(Records supplied)

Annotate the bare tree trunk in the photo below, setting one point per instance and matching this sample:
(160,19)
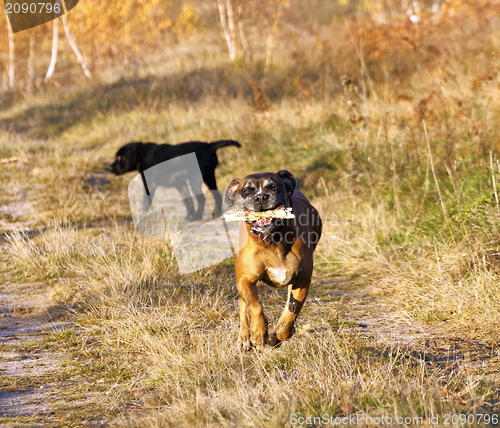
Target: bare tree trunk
(231,21)
(31,64)
(271,37)
(225,29)
(11,71)
(74,46)
(244,41)
(55,43)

(End Records supplied)

» **Task instructions**:
Line by line, restate the data above exactly as it stands, minus the pictures.

» **Answer to the exercise**:
Annotate the bare tree trunk in the photo below, setting one point per instance and matching this sample:
(160,19)
Target: bare tree trunk
(231,21)
(31,64)
(271,37)
(225,29)
(11,71)
(74,46)
(244,41)
(55,43)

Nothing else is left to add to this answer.